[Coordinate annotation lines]
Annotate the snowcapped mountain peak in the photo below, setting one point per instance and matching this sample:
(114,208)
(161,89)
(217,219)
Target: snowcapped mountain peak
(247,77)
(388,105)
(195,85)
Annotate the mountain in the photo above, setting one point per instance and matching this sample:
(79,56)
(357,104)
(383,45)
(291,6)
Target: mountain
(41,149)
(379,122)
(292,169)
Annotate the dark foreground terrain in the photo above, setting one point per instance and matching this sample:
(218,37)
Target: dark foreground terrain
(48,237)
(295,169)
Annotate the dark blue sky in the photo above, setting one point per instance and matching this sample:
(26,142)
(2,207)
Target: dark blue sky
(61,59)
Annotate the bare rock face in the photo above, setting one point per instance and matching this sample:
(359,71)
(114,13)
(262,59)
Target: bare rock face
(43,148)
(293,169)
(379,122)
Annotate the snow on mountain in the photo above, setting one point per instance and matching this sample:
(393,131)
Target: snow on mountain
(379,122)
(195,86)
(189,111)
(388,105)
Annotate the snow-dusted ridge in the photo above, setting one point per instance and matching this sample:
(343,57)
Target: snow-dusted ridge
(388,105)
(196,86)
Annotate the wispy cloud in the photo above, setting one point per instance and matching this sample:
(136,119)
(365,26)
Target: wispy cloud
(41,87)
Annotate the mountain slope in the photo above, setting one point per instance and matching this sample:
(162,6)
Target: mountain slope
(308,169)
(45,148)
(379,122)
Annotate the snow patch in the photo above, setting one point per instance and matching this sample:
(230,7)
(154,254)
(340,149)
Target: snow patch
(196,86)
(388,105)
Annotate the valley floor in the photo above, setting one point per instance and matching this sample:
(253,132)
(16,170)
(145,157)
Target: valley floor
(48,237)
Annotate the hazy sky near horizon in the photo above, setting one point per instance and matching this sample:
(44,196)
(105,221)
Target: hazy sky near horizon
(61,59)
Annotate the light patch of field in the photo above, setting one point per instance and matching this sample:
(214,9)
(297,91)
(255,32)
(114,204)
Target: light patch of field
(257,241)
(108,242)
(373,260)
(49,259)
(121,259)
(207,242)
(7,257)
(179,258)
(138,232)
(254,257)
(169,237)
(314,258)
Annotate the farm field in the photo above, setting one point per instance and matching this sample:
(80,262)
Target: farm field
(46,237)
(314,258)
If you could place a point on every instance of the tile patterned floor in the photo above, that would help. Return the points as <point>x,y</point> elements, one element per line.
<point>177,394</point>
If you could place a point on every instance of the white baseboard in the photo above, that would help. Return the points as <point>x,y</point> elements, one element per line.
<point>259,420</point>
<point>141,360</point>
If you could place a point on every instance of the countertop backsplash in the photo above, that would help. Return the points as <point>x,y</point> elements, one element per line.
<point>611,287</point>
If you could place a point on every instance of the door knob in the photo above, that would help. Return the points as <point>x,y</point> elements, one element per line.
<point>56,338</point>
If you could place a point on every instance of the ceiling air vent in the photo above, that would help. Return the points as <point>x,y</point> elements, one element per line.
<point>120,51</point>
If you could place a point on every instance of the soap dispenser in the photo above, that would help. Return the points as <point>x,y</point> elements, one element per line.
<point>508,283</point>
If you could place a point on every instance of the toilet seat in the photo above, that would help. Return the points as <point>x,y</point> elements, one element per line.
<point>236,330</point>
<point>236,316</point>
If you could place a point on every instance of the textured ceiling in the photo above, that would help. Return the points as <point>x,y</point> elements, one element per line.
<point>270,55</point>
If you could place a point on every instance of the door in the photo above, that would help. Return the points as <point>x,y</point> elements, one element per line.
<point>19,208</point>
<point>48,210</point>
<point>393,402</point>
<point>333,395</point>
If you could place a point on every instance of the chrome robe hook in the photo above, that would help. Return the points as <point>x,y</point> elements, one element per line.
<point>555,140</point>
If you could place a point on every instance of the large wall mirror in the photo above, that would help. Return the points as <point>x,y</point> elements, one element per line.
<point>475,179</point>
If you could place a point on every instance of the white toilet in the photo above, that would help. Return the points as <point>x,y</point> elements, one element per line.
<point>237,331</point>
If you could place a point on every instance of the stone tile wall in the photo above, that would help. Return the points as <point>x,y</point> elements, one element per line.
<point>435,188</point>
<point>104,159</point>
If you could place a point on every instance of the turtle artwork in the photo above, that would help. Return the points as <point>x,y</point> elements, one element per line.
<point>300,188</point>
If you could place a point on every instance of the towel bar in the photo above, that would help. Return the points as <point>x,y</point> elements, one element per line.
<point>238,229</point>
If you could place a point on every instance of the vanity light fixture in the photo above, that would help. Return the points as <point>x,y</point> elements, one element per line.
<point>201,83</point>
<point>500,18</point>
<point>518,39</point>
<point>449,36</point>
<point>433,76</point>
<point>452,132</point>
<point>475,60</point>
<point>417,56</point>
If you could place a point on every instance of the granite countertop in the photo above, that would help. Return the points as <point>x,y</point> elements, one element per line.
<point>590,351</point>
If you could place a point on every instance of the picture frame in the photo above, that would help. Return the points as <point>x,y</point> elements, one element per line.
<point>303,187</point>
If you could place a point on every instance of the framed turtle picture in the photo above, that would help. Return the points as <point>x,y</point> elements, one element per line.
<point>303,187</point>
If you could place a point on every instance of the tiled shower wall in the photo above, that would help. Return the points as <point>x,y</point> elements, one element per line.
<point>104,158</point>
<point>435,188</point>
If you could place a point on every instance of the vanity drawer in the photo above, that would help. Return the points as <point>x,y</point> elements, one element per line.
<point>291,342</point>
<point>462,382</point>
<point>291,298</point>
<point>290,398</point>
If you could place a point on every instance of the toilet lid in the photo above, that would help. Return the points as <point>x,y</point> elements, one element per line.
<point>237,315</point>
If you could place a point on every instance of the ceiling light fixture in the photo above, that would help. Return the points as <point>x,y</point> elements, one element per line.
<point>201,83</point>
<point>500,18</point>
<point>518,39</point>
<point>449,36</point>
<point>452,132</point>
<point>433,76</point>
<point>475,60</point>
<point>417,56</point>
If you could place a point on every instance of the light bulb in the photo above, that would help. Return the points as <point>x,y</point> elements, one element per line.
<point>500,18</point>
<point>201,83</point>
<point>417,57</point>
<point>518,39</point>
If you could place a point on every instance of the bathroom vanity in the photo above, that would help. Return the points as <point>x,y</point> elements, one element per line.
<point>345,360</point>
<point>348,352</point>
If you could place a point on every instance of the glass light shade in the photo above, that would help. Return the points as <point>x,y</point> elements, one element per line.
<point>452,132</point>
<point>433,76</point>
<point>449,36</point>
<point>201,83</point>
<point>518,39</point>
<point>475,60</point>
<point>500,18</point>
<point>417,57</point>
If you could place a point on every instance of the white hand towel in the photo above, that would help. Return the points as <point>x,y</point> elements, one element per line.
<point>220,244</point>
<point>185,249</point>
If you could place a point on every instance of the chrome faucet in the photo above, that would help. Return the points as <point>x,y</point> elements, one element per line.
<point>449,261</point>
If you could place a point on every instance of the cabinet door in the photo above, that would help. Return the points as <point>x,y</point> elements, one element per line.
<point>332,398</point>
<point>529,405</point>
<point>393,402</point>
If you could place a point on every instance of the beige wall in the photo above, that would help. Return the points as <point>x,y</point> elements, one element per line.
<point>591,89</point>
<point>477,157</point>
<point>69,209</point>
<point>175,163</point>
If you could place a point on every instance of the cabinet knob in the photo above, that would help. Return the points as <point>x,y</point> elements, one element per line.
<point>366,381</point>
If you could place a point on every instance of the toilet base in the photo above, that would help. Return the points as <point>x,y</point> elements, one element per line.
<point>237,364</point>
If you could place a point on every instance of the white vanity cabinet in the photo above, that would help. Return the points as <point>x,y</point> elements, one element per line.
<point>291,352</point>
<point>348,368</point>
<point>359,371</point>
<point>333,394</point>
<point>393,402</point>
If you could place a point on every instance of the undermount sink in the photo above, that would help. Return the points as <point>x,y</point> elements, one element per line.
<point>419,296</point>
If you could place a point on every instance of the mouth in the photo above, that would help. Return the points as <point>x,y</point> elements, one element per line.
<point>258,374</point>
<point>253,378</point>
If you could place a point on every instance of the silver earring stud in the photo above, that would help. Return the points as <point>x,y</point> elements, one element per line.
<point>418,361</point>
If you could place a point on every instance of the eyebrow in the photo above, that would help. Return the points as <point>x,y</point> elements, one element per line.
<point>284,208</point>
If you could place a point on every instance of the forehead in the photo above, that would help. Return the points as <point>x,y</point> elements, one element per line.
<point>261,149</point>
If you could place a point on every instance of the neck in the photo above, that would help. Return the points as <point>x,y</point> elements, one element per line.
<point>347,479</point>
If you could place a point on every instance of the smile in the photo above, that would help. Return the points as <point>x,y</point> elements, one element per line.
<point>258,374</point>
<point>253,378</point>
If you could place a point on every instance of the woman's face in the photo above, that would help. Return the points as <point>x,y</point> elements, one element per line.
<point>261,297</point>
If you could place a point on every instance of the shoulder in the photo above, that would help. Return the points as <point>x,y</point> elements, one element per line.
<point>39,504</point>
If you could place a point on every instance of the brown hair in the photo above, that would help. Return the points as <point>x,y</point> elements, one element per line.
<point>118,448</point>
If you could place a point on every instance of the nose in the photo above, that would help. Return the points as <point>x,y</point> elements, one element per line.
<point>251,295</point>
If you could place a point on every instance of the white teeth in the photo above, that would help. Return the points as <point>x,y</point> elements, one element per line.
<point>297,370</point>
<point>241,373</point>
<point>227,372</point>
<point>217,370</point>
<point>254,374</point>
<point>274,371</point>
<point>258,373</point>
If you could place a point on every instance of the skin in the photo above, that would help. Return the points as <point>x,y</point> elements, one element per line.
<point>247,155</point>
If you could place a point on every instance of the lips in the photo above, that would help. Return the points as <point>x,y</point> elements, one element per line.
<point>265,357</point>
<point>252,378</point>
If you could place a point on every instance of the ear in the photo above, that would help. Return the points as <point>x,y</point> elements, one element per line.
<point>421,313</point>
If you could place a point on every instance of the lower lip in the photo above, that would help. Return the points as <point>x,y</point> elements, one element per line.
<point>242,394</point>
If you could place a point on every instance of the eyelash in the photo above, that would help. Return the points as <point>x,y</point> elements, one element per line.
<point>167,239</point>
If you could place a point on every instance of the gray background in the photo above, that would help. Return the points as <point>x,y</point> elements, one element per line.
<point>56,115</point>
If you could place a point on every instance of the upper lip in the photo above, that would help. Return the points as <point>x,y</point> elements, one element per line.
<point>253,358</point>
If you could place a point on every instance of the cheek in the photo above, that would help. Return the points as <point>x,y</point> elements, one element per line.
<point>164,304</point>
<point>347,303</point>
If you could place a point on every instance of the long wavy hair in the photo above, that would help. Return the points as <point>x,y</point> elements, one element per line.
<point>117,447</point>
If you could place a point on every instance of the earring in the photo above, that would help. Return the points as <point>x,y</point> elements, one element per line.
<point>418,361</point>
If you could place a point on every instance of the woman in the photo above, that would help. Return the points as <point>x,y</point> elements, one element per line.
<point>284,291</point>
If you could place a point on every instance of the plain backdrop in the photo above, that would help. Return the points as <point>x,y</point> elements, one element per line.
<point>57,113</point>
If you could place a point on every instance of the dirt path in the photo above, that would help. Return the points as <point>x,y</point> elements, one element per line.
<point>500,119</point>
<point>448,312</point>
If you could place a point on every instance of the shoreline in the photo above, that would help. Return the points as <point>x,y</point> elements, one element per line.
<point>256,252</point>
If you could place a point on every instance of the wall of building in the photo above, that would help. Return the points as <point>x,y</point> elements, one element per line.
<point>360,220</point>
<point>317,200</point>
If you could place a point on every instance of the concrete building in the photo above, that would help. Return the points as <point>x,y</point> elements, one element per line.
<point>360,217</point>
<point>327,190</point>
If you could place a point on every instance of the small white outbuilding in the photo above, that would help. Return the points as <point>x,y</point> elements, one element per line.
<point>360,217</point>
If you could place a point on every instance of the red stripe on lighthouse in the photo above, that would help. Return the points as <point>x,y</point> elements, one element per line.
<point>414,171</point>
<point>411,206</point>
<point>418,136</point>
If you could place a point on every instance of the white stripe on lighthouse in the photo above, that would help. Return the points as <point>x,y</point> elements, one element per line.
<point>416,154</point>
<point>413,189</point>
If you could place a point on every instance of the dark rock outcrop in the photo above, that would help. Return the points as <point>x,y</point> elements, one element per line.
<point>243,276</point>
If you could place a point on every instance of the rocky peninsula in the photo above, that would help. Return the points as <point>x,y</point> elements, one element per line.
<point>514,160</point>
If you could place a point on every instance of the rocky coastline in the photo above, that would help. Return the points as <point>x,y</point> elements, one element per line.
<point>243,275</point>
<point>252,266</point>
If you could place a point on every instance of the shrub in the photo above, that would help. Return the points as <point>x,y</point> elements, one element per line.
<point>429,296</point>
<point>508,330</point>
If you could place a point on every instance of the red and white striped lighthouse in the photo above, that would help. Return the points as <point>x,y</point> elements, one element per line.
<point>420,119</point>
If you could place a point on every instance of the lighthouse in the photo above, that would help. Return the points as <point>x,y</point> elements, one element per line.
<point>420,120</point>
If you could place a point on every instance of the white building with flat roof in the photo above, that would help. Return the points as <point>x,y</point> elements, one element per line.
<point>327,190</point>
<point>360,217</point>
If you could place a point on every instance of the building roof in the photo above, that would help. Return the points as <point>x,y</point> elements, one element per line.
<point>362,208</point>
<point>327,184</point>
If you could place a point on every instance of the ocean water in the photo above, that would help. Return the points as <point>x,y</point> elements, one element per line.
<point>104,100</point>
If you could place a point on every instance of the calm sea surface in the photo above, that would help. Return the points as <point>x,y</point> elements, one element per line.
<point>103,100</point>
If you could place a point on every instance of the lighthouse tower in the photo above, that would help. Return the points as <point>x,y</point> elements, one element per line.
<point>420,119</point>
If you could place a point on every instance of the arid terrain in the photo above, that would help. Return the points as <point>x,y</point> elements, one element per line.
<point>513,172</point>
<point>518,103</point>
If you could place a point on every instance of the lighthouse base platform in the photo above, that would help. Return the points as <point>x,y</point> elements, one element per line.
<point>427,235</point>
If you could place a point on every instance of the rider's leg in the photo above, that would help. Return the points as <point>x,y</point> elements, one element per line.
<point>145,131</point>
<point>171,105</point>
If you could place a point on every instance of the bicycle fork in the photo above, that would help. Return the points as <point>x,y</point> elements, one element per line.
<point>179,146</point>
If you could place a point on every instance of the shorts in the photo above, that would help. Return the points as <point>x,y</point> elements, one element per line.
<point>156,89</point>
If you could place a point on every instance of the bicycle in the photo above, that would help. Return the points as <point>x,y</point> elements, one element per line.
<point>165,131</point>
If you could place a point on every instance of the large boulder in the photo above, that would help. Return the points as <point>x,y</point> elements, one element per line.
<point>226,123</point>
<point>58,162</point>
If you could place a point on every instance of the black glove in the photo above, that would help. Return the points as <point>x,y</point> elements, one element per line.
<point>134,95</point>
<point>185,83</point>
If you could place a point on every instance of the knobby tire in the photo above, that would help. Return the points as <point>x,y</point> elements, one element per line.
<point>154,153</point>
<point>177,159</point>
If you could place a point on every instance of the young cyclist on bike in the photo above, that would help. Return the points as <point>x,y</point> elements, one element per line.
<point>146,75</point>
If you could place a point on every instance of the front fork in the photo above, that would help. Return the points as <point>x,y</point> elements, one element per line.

● Directions for this task: Rewrite the stretch of lines from the one containing "of the plain" through the one containing "<point>413,189</point>", swapping "lighthouse" for "tower" and leaving everything else the same.

● Output for this exercise:
If you could place a point on every instance of the plain backdrop in the photo above, that would help. Return the points as <point>x,y</point> elements, one element per line.
<point>57,113</point>
If you could place a point on every instance of the dirt path in the photo above, that would help. Return the points as <point>x,y</point> elements, one element per line.
<point>500,119</point>
<point>448,312</point>
If you could place a point on every instance of the shoreline in the photo above, that would help. Return the points as <point>x,y</point> elements, one element per line.
<point>256,252</point>
If you could place a point on every instance of the wall of building in the photo above, that would help. Return the points as <point>x,y</point> elements, one element per line.
<point>360,220</point>
<point>317,200</point>
If you could place a point on every instance of the concrete building in the photo above, that would help. Return the points as <point>x,y</point> elements, one element per line.
<point>360,217</point>
<point>327,190</point>
If you could place a point on every instance of the small white outbuilding in the photo above, that would help. Return the points as <point>x,y</point> elements, one element per line.
<point>360,217</point>
If you could place a point on every instance of the red stripe on tower in the photo above, that would help. Return the points as <point>x,y</point> elements, one element per line.
<point>414,171</point>
<point>411,206</point>
<point>418,136</point>
If you could place a point on every instance of the white stripe on tower in the photo above, that would help. Return the points as <point>x,y</point> elements, one element per line.
<point>416,154</point>
<point>413,189</point>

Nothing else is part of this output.